[START OF Exercise material]

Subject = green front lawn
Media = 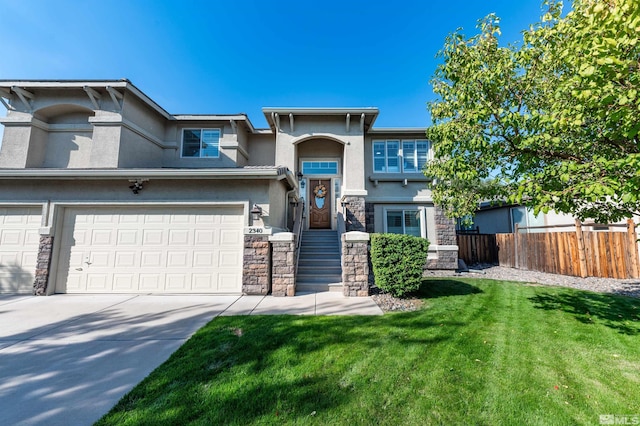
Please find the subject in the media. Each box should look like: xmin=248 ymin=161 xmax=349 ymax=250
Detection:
xmin=99 ymin=278 xmax=640 ymax=425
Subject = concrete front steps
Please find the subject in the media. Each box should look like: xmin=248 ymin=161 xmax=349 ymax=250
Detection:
xmin=296 ymin=229 xmax=342 ymax=292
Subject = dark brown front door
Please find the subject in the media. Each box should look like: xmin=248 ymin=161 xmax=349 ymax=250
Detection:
xmin=309 ymin=179 xmax=331 ymax=229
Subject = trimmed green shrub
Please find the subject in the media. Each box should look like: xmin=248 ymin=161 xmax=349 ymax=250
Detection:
xmin=371 ymin=234 xmax=429 ymax=297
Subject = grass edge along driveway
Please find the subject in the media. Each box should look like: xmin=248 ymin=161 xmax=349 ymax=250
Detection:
xmin=98 ymin=278 xmax=640 ymax=425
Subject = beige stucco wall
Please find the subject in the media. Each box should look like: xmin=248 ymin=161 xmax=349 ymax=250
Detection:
xmin=0 ymin=125 xmax=32 ymax=169
xmin=118 ymin=128 xmax=163 ymax=168
xmin=247 ymin=134 xmax=276 ymax=166
xmin=276 ymin=116 xmax=366 ymax=196
xmin=38 ymin=131 xmax=93 ymax=168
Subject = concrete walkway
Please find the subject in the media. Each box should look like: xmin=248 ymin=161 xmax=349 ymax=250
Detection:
xmin=0 ymin=293 xmax=382 ymax=426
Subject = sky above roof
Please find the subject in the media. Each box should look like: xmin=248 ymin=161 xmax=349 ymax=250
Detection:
xmin=0 ymin=0 xmax=542 ymax=128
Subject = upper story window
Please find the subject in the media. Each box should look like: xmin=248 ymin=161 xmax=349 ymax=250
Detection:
xmin=182 ymin=129 xmax=220 ymax=158
xmin=386 ymin=210 xmax=422 ymax=237
xmin=373 ymin=140 xmax=429 ymax=173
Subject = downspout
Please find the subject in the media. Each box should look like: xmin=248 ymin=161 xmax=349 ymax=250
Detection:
xmin=284 ymin=188 xmax=300 ymax=230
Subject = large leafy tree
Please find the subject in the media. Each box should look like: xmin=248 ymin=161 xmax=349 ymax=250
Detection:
xmin=425 ymin=0 xmax=640 ymax=222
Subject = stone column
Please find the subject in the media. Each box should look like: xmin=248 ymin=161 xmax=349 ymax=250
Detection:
xmin=242 ymin=235 xmax=271 ymax=295
xmin=343 ymin=195 xmax=367 ymax=232
xmin=426 ymin=206 xmax=458 ymax=269
xmin=33 ymin=235 xmax=53 ymax=296
xmin=342 ymin=231 xmax=369 ymax=297
xmin=269 ymin=232 xmax=296 ymax=297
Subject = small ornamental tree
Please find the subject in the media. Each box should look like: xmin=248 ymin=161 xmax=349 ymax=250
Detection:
xmin=425 ymin=0 xmax=640 ymax=223
xmin=371 ymin=234 xmax=429 ymax=297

[END OF Exercise material]

Reproduce every line of the entries from the line with "Subject = trimmed green shrub" up to and including the line with "xmin=0 ymin=293 xmax=382 ymax=426", and shift each detected bounding-box coordinate by adding 115. Leave the sample box in the format lines unchanged.

Subject = trimmed green shrub
Please find the subject in the media. Each box should look like: xmin=248 ymin=161 xmax=349 ymax=250
Detection:
xmin=486 ymin=349 xmax=544 ymax=412
Subject = grass edge along driveway
Please find the subject in the media. Each box should look like: xmin=248 ymin=161 xmax=349 ymax=250
Detection:
xmin=213 ymin=393 xmax=755 ymax=540
Subject = beige stucco wall
Please find the subject in the media. Each box should look like: xmin=248 ymin=161 xmax=349 ymax=250
Detection:
xmin=115 ymin=240 xmax=147 ymax=284
xmin=233 ymin=243 xmax=278 ymax=283
xmin=362 ymin=249 xmax=391 ymax=281
xmin=391 ymin=231 xmax=481 ymax=311
xmin=153 ymin=246 xmax=208 ymax=283
Subject = concrete walkway
Please find the subject in the media. Each box should look like: xmin=248 ymin=161 xmax=349 ymax=250
Detection:
xmin=115 ymin=408 xmax=497 ymax=541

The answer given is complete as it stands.